■ TEXTABSCHNITT:
9.8.3 Sprachdiagnostik

02.06.2024


Auch in der Sprachdiagnostik und Sprachtherapie ist es wichtig, sich auf das Notwendige zu beschränken. Eine gute Empfehlung für den Patienten ist das eigentliche Ziel, das auf umfangreichem Sachwissen und persönlicher Erfahrung basiert. Es ist wichtig, bestimmte Maßnahmen zu ergreifen oder zu unterlassen, je nachdem, was für den Patienten am besten ist. 
Die Sprachentwicklung eines Kindes sollte im Kontext seiner gesamten Entwicklung und Umgebung betrachtet werden. Eine isolierte Beurteilung durch Tests kann die Realität des Kindes nicht vollständig erfassen. Daher ist es wichtig, dass die Diagnose durch den Kinder- und Jugendarzt gestellt wird.

FRAKIS-K-Screening
Das FRAKIS-K-Screening ist ein empfohlenes Instrument für eine effektive Sprachdiagnostik im Kindesalter. Es wird insbesondere bei Bedenken bezüglich der Sprachentwicklung eingesetzt, zum Beispiel wenn das Kind wenig oder gar nicht spricht. Eine erneute Überprüfung wird zwischen dem 28. und 30. Monat empfohlen. Sollten keine signifikanten Fortschritte erkennbar sein, werden die Eltern erneut zur Förderung der Sprach- und kognitiven Entwicklung des „Late Talkers“ beraten. Eine weitere Überprüfung mit 36 Monaten ist sinnvoll, um über mögliche Sprachtherapien zu entscheiden.

■ ARBEITSAUFTRAG 1: Würden Sie aus dem Text zur Sprachdiagnostik die Passage von „Die Sprachentwicklung eines“ bis „Sprachtherapien zu entscheiden.“ wortgetreu niederschreiben?
■ ARBEITSAUFTRAG 2: Führen Sie den Text zur Sprachdiagnostik im Kindesalter im Anschluss an seinen letzten Satz weiter.

■ DATENTEIL:
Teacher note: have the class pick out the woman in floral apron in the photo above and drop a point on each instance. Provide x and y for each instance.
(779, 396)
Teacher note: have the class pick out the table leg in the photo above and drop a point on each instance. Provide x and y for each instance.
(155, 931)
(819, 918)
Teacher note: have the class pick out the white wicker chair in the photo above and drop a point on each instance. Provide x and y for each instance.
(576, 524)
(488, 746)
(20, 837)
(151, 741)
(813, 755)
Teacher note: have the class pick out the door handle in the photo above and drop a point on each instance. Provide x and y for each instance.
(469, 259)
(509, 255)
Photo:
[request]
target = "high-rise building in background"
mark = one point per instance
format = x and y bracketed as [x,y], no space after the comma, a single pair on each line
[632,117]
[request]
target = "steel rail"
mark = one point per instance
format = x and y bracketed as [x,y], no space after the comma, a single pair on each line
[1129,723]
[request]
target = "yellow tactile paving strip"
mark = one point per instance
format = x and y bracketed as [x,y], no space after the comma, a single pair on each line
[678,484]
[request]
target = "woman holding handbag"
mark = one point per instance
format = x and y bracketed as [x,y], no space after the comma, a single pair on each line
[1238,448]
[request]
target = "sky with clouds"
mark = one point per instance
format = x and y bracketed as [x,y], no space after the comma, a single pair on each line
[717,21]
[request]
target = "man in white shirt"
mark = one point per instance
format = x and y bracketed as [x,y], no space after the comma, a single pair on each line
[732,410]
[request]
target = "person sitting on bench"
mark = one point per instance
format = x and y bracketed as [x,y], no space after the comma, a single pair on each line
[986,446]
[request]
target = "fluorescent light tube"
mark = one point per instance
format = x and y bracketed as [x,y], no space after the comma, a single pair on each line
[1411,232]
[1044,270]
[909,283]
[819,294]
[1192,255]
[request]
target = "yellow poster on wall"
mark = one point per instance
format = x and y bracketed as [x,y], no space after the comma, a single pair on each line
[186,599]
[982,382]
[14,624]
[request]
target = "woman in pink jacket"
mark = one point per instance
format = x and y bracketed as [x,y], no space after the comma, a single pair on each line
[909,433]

■ SCHRIFTLICHE ANTWORT 1:
Die Sprachentwicklung eines Kindes sollte im Kontext seiner gesamten Entwicklung und Umgebung betrachtet werden. Eine isolierte Beurteilung durch Tests kann die Realität des Kindes nicht vollständig erfassen. Daher ist es wichtig, dass die Diagnose durch den Kinder- und Jugendarzt gestellt wird.

FRAKIS-K-Screening
Das FRAKIS-K-Screening ist ein empfohlenes Instrument für eine effektive Sprachdiagnostik im Kindesalter. Es wird insbesondere bei Bedenken bezüglich der Sprachentwicklung eingesetzt, zum Beispiel wenn das Kind wenig oder gar nicht spricht. Eine erneute Überprüfung wird zwischen dem 28. und 30. Monat empfohlen. Sollten keine signifikanten Fortschritte erkennbar sein, werden die Eltern erneut zur Förderung der Sprach- und kognitiven Entwicklung des „Late Talkers“ beraten. Eine weitere Überprüfung mit 36 Monaten ist sinnvoll, um über mögliche Sprachtherapien zu entscheiden.

■ SCHRIFTLICHE ANTWORT 2:
Diagnosestellung
Eine Sprachentwicklungsstörung wird diagnostiziert, wenn der Spracherwerb mit 36 Monaten unterhalb der Norm für 30 Monate alte Kinder liegt. Die gängigen Sprachtests (SET-K 3–5, SET 3–5, SBE-3-KT) sind nur bedingt aussagekräftig. Bessere Methoden zur Erkennung einer Therapiebedürftigkeit sind Spontansprachanalysen (informelles Verfahren, Bilderbuch), das Beobachten des Spielverhaltens (Symbolspiel) und die Berücksichtigung des familiären Umfelds.

Kritische Betrachtung von Sprachtests
Bei der Verwendung von Sprachtests in der Kinderheilkunde und -therapie ist es wichtig, eine kritische Perspektive einzunehmen. Solche Tests folgen oft standardisierten Algorithmen und können dadurch eine scheinbare Effizienz und Qualität suggerieren. Dies kann dazu führen, dass die Norm zum Ideal erhoben und der individuelle Patient (das Kind) an diese Norm angepasst wird. Die Professionalität im Gesundheitswesen sollte jedoch nicht allein auf der Befolgung von Schemata basieren. Sprachtests vereinfachen oft die komplexe Realität der Spontansprache, da sie hochkomplexe Zusammenhänge in vereinfachter Form darstellen.

Wichtig: Man sollte keine allzu große Testgläubigkeit entwickeln und stets eine kritische Distanz zu diesen Instrumenten wahren.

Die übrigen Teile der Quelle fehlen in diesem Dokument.